-- START SOURCE DATA --

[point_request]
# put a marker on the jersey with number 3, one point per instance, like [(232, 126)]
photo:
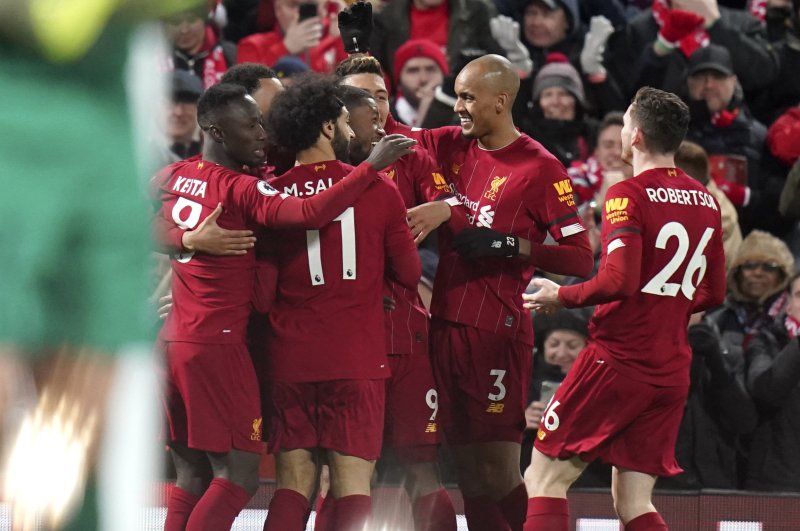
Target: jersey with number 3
[(677, 221), (327, 321)]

-- END SOURCE DATA --

WRITTEN INSTRUCTION: Rewrite the listing with every "jersey" replaced by "shirt" and everything else kept the same. Leave the pictures out of your answer.

CORRECT ANSWER:
[point_request]
# put a marker on the shirt with number 3, one point per instance, like [(232, 126)]
photo:
Target: shirt with number 3
[(677, 221), (327, 321)]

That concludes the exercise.